____ TASK INPUTS

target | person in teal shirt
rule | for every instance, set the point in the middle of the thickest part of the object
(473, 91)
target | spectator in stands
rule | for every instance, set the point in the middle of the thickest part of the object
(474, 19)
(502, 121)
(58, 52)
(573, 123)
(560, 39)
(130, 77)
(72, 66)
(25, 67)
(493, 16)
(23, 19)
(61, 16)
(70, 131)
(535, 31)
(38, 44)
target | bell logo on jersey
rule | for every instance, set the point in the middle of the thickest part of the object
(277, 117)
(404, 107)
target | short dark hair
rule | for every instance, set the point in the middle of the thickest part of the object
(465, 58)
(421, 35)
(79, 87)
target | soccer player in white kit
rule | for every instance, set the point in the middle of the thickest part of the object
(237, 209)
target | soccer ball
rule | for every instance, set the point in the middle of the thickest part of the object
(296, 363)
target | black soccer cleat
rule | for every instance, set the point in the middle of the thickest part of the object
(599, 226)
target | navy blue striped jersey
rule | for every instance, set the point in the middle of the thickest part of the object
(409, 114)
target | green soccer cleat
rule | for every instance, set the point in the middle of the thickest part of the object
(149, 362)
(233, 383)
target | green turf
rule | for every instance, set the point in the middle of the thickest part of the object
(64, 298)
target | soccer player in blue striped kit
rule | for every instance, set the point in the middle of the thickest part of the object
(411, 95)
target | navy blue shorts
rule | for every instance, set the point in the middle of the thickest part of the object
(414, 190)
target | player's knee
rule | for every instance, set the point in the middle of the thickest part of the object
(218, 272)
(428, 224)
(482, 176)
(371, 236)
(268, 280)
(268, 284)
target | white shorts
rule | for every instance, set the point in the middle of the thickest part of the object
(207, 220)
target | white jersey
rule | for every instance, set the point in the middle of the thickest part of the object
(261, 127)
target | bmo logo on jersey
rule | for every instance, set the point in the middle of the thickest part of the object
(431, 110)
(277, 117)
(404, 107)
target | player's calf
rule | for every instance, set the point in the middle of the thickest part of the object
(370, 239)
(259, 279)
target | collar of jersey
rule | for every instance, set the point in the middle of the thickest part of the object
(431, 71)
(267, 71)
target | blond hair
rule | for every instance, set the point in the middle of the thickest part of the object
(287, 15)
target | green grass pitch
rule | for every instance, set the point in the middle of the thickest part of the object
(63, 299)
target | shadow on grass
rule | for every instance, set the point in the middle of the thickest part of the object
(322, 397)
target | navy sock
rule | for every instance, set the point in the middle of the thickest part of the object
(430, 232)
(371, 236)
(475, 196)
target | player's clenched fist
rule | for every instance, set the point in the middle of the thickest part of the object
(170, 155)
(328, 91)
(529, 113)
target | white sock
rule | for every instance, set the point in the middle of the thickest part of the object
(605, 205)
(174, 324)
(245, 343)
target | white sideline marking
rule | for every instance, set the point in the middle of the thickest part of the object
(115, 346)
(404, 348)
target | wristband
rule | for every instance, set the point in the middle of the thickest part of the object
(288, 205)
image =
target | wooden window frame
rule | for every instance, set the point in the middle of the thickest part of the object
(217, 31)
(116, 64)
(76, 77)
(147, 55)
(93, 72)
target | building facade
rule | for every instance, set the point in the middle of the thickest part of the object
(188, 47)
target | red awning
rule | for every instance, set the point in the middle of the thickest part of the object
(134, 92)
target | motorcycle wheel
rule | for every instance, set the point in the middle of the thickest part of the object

________

TASK ITEM — Copy every entry exactly as it is given.

SOLUTION TO THE EXERCISE —
target | person in teal shirt
rule | for every instance, set the point in the middle of the thickest part of the object
(473, 91)
target | spectator in stands
rule | for every instance, set the point in the middle of the thickest part of the object
(474, 19)
(502, 121)
(58, 52)
(573, 123)
(560, 39)
(130, 77)
(72, 66)
(25, 67)
(493, 16)
(23, 19)
(61, 16)
(70, 131)
(535, 31)
(38, 44)
target | bell logo on jersey
rule | for every instance, set the point in the middle of the thickest part of the object
(277, 117)
(404, 107)
target | short dark hair
rule | for every instance, set the point in the middle of the thickest part of the object
(465, 58)
(421, 35)
(79, 87)
target | soccer player in white kit
rule | for every instance, set the point in the middle of the thickest part of the object
(237, 209)
target | soccer ball
rule | for every instance, set the point in the middle of the thickest part of the object
(296, 363)
target | black soccer cleat
rule | for every instance, set the point in the middle of the thickest part of the object
(599, 226)
target | navy blue striped jersey
rule | for every instance, set the point in the middle of the thickest part of the object
(409, 114)
target | green soccer cleat
rule | for every instance, set the point in the middle of the thickest part of the object
(149, 362)
(233, 383)
target | green turf
rule | for every instance, set the point in the middle of the thickest part of the object
(64, 298)
target | soccer player in blue striped kit
rule | for every instance, set the point in the middle of the thickest part of the object
(411, 95)
target | navy blue shorts
rule | for every instance, set the point in the middle of the thickest part of the object
(414, 190)
target | player's knee
rule | for every instance, set the point in the middle of the thickest part of the object
(218, 272)
(428, 224)
(482, 176)
(371, 236)
(268, 280)
(268, 284)
target | white shorts
rule | for every instance, set the point in the middle of the thickest part of the object
(207, 220)
target | white jersey
rule | for every instance, set the point in the middle of the thickest part of the object
(261, 127)
target | bmo logo on jersey
rule | for every instance, set the point in the middle of the thickest part of the object
(431, 110)
(277, 117)
(404, 107)
target | player's calf
rule | for every instance, set the point in the middle of the thickest part of the object
(370, 239)
(259, 279)
target | collar of jersey
rule | for every instance, set the point in the middle of the thickest part of the object
(431, 71)
(267, 71)
target | blond hair
rule | for every instance, set the point in the middle of the thickest part of the object
(287, 15)
target | green grass pitch
rule | for every instance, set the point in the middle of the thickest part of the object
(63, 299)
target | shadow on grass
rule | for every instance, set the point in the middle of the thickest part of the object
(322, 397)
target | navy sock
rule | for every instance, set the point in the middle of the thickest part of the object
(430, 232)
(371, 236)
(475, 196)
target | player's clenched fist
rule | for every instance, set the point in the middle of the thickest part of the object
(170, 155)
(328, 91)
(529, 113)
target | white sock
rule | for every instance, set the point in the middle of the thickest part of the object
(605, 205)
(174, 324)
(245, 343)
target | white sideline marking
rule | for every instance, set the point in the middle of the thickest part of the object
(115, 346)
(404, 348)
target | wristband
rule | for every instance, set the point in the middle of the thickest part of the object
(288, 205)
image =
target | wooden window frame
rule | for every instance, set the point in the middle of the thickest part of the object
(217, 31)
(116, 64)
(76, 77)
(147, 55)
(93, 72)
target | building facade
rule | for every instance, set the point in the middle of the thickest part of the object
(188, 47)
target | red awning
rule | for every instance, set the point in the middle of the thickest part of the object
(134, 92)
target | motorcycle wheel
rule | for every instance, set the point in the middle of the thickest part of the object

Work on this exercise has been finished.